>>>>>
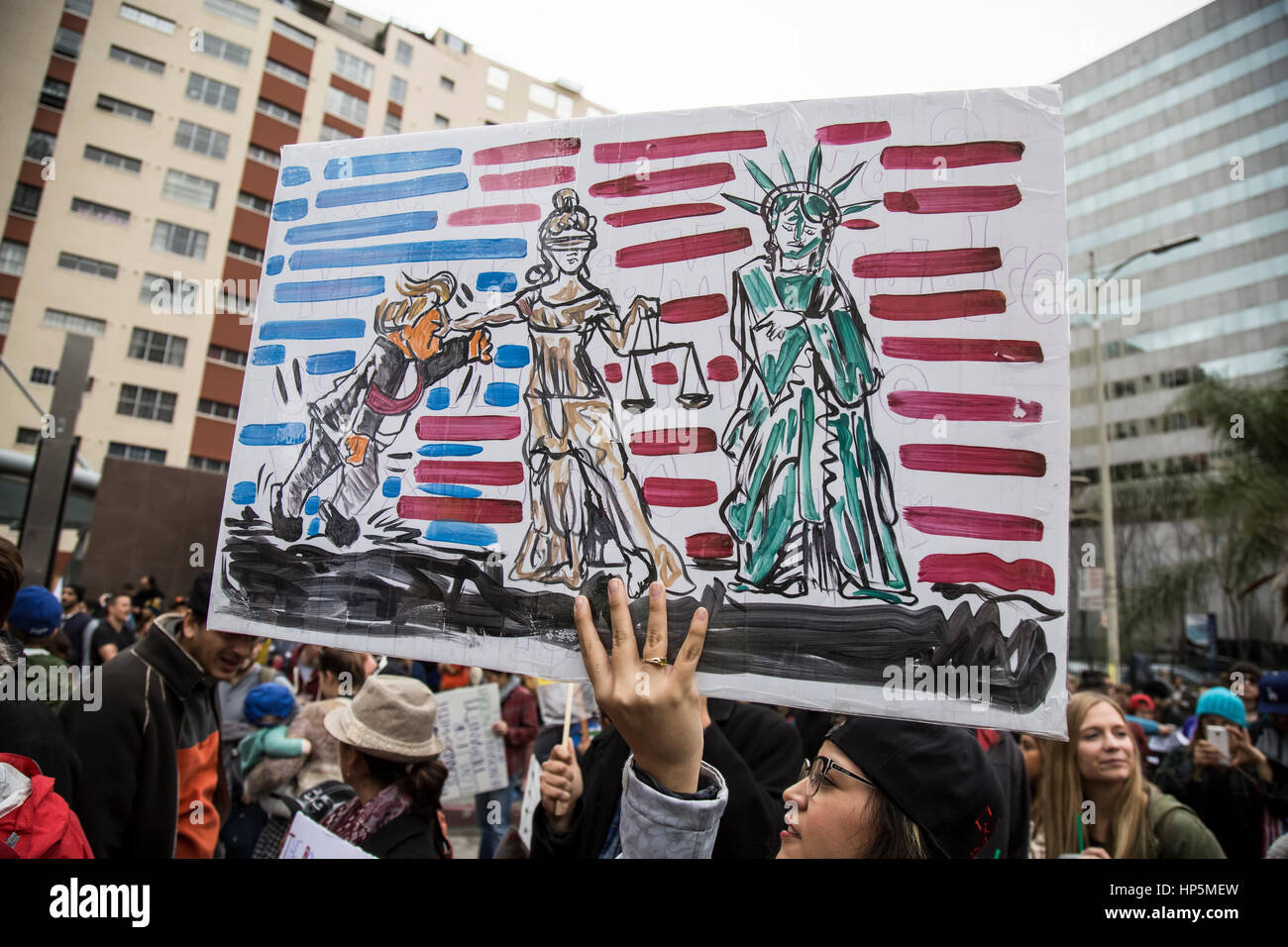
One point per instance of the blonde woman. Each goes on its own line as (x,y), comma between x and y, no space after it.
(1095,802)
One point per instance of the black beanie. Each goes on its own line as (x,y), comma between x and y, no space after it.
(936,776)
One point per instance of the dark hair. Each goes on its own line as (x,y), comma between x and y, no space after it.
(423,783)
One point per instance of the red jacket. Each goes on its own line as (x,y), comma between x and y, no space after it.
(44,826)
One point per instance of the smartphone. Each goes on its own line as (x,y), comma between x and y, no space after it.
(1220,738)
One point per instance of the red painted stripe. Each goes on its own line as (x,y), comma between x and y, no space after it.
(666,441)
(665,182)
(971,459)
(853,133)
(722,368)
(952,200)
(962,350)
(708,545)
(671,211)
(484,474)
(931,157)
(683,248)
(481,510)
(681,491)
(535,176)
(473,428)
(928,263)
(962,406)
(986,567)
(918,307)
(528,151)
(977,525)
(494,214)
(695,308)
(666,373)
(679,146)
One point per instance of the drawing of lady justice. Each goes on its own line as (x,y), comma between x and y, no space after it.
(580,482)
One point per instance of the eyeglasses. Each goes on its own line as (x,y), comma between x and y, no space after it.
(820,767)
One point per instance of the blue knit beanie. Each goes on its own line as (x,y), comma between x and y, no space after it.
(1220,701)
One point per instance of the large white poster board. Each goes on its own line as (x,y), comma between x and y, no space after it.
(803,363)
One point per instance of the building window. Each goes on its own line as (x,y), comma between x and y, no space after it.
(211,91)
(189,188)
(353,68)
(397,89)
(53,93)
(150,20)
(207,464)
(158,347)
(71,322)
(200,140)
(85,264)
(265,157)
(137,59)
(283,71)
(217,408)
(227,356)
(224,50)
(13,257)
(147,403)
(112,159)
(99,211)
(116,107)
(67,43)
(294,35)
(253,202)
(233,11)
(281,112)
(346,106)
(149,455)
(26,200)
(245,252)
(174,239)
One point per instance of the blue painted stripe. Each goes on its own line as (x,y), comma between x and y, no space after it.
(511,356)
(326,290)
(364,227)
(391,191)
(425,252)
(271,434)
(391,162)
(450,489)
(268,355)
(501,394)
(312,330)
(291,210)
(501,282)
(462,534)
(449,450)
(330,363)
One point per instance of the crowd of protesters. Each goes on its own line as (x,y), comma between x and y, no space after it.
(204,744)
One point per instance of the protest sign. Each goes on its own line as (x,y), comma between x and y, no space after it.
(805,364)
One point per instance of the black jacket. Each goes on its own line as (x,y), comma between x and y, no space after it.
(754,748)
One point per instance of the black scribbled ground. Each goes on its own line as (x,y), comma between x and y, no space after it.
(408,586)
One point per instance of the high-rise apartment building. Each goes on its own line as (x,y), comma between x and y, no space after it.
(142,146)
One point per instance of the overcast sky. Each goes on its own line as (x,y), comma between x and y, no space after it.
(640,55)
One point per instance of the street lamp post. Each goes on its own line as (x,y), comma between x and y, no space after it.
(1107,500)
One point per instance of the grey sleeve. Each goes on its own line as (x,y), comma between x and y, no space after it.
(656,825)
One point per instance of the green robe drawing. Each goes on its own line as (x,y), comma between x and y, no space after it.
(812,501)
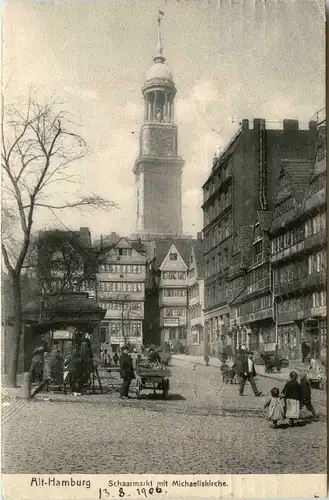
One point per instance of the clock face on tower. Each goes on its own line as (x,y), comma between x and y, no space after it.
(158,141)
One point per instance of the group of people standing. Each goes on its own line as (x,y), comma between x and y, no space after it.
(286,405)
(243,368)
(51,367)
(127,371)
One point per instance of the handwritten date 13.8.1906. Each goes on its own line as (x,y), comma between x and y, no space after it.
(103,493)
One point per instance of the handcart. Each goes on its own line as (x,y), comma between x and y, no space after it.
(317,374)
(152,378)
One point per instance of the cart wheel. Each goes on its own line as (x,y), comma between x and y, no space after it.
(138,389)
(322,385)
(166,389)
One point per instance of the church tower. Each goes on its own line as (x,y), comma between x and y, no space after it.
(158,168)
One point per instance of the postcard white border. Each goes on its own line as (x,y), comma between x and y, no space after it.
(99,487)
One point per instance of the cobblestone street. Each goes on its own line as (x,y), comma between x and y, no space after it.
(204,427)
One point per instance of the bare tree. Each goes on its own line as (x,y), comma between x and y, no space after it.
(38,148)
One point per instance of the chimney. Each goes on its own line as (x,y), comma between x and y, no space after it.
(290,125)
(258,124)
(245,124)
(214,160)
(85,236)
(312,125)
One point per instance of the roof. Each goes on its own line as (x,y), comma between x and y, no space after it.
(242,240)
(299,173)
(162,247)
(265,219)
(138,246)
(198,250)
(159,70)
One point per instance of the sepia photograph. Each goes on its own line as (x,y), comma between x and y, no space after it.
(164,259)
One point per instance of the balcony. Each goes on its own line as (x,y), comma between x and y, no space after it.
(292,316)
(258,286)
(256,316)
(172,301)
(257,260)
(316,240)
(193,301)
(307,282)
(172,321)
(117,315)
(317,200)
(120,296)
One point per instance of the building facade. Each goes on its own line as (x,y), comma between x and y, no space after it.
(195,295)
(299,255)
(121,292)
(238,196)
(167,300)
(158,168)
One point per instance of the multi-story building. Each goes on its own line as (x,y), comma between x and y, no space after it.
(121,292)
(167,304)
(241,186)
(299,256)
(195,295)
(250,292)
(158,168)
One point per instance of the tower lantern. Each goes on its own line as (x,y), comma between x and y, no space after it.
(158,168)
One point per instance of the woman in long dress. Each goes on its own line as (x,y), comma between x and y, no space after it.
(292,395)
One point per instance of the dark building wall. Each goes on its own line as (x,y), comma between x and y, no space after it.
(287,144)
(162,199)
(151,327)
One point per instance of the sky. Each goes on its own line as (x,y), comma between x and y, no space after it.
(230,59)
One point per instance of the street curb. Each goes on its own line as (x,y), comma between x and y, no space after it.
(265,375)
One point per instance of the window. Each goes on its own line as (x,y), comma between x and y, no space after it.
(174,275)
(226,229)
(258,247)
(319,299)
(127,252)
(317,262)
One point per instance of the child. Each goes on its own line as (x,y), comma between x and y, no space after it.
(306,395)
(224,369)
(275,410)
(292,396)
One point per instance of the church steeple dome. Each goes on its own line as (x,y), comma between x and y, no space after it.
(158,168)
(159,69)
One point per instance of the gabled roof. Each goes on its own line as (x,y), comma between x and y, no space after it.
<<<<<
GIVEN INSTRUCTION:
Exact duplication of all the records is required; pictures are omitted from the copy.

OUTPUT FOR THIS EXERCISE:
One point per instance of the blonde woman. Each goes on its own line as (x,y), comma between x and y, no space after it.
(1095,802)
One point per instance of the black beanie. Each goes on its own line as (x,y), comma between x and y, no space after it.
(936,776)
One point per instance of the dark hair. Each goes on its own line as (x,y), comma between x and y, no space after it.
(423,783)
One point per instance of the red jacket. Each goes on its own line as (x,y), comma between x and y, no space after it.
(44,826)
One point per instance of the smartphone. Each goes on its own line as (x,y), comma between x and y, no space after it.
(1220,738)
One point per instance of the red painted stripe. Each goes on its own line as (x,y), comma between x and y, no space after it.
(666,441)
(665,182)
(971,459)
(853,133)
(722,368)
(952,200)
(962,350)
(708,545)
(671,211)
(484,474)
(931,157)
(683,248)
(481,510)
(681,491)
(535,176)
(473,428)
(928,263)
(962,406)
(986,567)
(918,307)
(528,151)
(977,525)
(494,214)
(695,308)
(666,373)
(679,146)
One point per instance of the drawing of lady justice. Each goes on its own line as (x,y), comma between x and y, no space after it.
(580,482)
One point per instance of the eyeglasses. Each goes on its own line as (x,y), comma between x and y, no space after it.
(820,767)
One point per instance of the blue knit beanie. Each goes on its own line as (x,y), comma between x and y, no space after it.
(1220,701)
One point per instance of the large white poster board. Each goes on its own line as (x,y), comma between x and y, no space after it.
(803,363)
One point per instance of the building window. Each goes on its own line as (x,y), comma between x and y, no space after it.
(211,91)
(189,188)
(353,68)
(397,89)
(53,93)
(150,20)
(207,464)
(158,347)
(71,322)
(200,140)
(85,264)
(265,157)
(137,59)
(283,71)
(217,408)
(227,356)
(224,50)
(13,257)
(147,403)
(112,159)
(99,211)
(116,107)
(67,43)
(294,35)
(253,202)
(233,11)
(281,112)
(346,106)
(149,455)
(26,200)
(245,252)
(174,239)
One point per instance of the blue painted stripe. Each goes on its own line as (x,y), comma between x and y, no space after it.
(511,356)
(326,290)
(364,227)
(391,191)
(425,252)
(271,434)
(391,162)
(450,489)
(268,355)
(501,394)
(312,330)
(291,210)
(501,282)
(462,534)
(449,450)
(330,363)
One point per instance of the crowd of protesters. Each goes on its own line as (x,y), comma between x and y, no space after it.
(204,744)
One point per instance of the protest sign. Each goes on its own line as (x,y), comma between x and y, no space after it.
(805,364)
One point per instance of the black jacket. Each goes on its own line as (x,y), comma between x and y, no space after it.
(754,748)
One point per instance of the black scribbled ground. Each goes on its own line as (x,y), comma between x and y, no space after it.
(408,586)
One point per instance of the high-rise apartment building. Each goes on its own line as (x,y), comma between x and y, no space after it.
(142,146)
One point per instance of the overcast sky. Each goes on its own line as (x,y), comma between x and y, no space after it.
(640,55)
One point per instance of the street lamp post. Each goes on its own line as (x,y), comma between x and y, no space after it.
(1107,500)
One point per instance of the grey sleeve. Each goes on its own line as (x,y), comma between x and y, no space after it.
(656,825)
One point per instance of the green robe drawing. Each goes on its own line as (x,y), comma between x and y, no space after it.
(812,501)
One point per instance of the clock face on tower. Each goes on its own line as (x,y), comma between x and y, no space after it.
(158,141)
One point per instance of the group of people standing. Each goes on its own line as (x,y), comma between x and y, no space after it.
(286,405)
(243,368)
(51,367)
(127,371)
One point per instance of the handwritten date 13.8.1906. Each goes on its own line as (x,y), comma between x and y, no space after it.
(103,493)
One point per instance of the handcart. Each goes on its own line as (x,y), comma between x and y, no space after it.
(317,374)
(152,378)
One point per instance of the cart wheel. Each goes on its own line as (x,y), comma between x and y, no space after it.
(138,389)
(322,385)
(166,389)
One point per instance of the church tower. Each goes on its own line as (x,y), comma between x and y, no space after it.
(158,168)
One point per instance of the postcard white border. Each goes on its own line as (x,y), comma between x and y, no space after it.
(99,487)
One point per instance of the cobblestone street. Each goes on its own line as (x,y), comma between x and y, no space after it.
(204,427)
One point per instance of the bare tree. Each goes on its own line as (x,y), comma between x and y, no space after it.
(38,148)
One point per instance of the chimney. Each goes on its own line as (x,y), comma between x and y, no space after it.
(290,125)
(258,124)
(245,124)
(214,160)
(85,236)
(312,125)
One point per instance of the roof. Each goes on its own line as (x,y), comma between x and y, no space after it.
(242,240)
(299,173)
(162,247)
(265,219)
(138,246)
(198,250)
(159,70)
One point per instance of the sepia photograph. Each goes on its own line as (x,y), comma between x and y, no space after it.
(164,259)
One point per instance of the balcony. Each goes on its own line as (x,y), comma between x and y, no space after it.
(292,316)
(258,286)
(256,316)
(172,301)
(257,260)
(316,240)
(193,301)
(307,282)
(172,321)
(117,315)
(317,200)
(120,296)
One point per instance of the building facade. Each goes on its own line as (x,y), comma between x and y, no space after it.
(195,295)
(299,255)
(121,292)
(238,196)
(167,300)
(158,168)
One point per instance of the multi-story building. Each goes on its own line as (x,y), comma between x and y, no space after it.
(121,292)
(167,304)
(241,186)
(299,256)
(195,295)
(250,292)
(158,168)
One point per instance of the tower lantern. Each goes on its own line as (x,y), comma between x and y, no space after it.
(158,168)
One point per instance of the woman in long dress. Each goes on its own line as (x,y), comma between x and y, no space after it.
(292,395)
One point per instance of the dark building wall. Each goes on its own line as (x,y), comma between x and y, no space after it.
(287,144)
(162,199)
(151,327)
One point per instance of the sky. Each goes on its own line as (x,y), comma between x and y, no space after it.
(230,59)
One point per instance of the street curb. Each goes on its own line as (x,y), comma between x and y, no space after it.
(265,375)
One point per instance of the window. Each goes on its own line as (x,y), comma between x and y, no space after it.
(174,275)
(226,229)
(258,247)
(319,299)
(127,252)
(317,262)
One point per instance of the child. Each goes on its own line as (x,y), comma between x and y, no space after it.
(306,395)
(224,369)
(275,410)
(292,396)
One point per instance of the church steeple dome. Each goes on its own line as (x,y), comma between x and y, no space after it.
(158,168)
(159,69)
One point per instance of the gabled roof. Each goes on its own line as (x,y), comma between x and y, no space after it.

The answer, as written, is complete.